[Dataset records]

----

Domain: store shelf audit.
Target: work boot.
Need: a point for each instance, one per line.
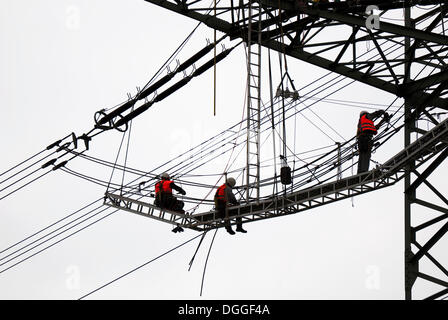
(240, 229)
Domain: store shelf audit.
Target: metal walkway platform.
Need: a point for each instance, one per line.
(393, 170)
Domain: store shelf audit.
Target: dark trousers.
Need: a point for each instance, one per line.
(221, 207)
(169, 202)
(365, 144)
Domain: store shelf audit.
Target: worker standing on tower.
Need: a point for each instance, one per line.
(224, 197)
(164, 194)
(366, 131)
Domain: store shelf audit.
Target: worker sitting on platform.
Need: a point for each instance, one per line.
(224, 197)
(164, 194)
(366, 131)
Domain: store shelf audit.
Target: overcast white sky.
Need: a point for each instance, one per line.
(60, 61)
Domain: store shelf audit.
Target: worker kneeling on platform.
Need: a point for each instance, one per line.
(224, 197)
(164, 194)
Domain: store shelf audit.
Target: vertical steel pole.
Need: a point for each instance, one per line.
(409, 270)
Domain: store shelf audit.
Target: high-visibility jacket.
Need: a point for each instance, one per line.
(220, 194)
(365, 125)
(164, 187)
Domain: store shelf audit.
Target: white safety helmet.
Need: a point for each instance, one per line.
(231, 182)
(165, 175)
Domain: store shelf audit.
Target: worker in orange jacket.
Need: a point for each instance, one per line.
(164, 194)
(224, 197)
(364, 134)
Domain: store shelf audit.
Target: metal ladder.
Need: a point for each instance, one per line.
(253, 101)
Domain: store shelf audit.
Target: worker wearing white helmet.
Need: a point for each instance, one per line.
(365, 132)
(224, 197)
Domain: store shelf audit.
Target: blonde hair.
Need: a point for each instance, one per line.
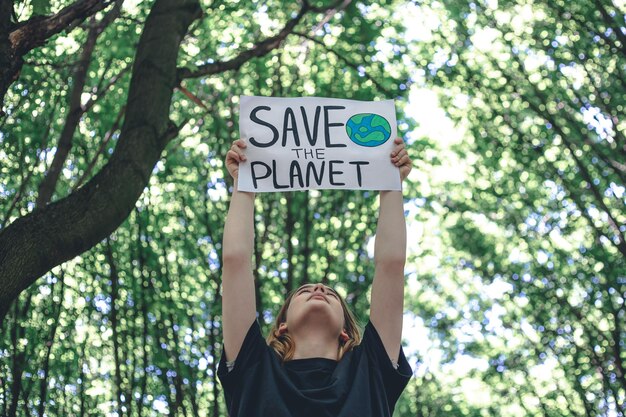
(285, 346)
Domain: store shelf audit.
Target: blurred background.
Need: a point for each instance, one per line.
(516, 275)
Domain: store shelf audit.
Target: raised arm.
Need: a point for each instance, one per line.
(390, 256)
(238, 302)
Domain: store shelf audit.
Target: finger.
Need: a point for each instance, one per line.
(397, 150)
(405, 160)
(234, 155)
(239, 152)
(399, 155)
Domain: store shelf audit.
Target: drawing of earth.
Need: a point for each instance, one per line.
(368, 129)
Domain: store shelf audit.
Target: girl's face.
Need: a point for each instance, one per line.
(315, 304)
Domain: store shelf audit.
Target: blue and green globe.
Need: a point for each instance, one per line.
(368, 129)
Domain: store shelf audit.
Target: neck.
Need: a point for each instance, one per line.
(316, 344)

----

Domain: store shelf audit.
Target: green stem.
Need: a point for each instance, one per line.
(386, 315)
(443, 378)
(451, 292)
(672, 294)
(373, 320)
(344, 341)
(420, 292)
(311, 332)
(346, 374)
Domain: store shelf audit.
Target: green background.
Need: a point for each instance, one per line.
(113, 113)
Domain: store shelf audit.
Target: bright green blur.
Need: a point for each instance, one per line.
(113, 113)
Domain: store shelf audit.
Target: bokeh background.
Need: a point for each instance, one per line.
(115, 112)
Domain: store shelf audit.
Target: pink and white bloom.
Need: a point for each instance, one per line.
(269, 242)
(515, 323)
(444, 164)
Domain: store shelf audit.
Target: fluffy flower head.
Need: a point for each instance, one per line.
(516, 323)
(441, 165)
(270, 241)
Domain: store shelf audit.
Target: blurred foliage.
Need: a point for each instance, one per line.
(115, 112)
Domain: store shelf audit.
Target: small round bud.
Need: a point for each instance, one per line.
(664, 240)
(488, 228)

----

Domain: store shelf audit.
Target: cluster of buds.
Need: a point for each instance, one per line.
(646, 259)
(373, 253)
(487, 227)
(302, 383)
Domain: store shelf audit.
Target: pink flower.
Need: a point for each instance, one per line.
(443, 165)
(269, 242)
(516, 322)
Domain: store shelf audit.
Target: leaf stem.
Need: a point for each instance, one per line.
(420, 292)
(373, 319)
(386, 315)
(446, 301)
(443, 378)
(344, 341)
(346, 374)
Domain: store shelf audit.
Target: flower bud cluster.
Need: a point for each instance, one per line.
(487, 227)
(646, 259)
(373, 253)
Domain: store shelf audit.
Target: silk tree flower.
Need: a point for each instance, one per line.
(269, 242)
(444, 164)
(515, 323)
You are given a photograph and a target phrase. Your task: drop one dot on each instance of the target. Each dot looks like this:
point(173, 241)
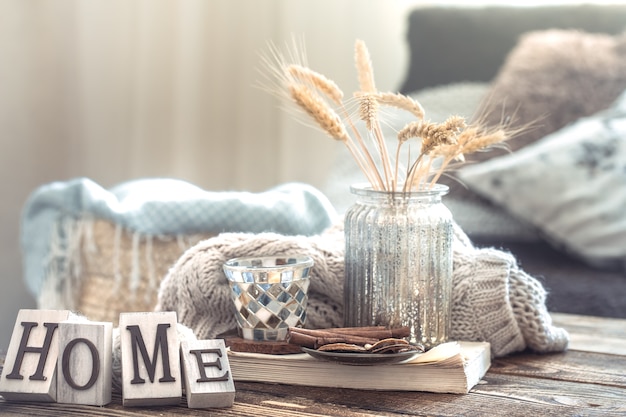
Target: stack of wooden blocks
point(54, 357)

----

# INSTRUCTIONS FOR THE TASK
Write out each line above with the word "worker".

# ANSWER FOR THE TASK
Target: worker standing on tower.
Target: worker sitting on platform.
Target: worker kneeling on platform.
Target: worker in orange jacket.
Target: worker wearing white helmet.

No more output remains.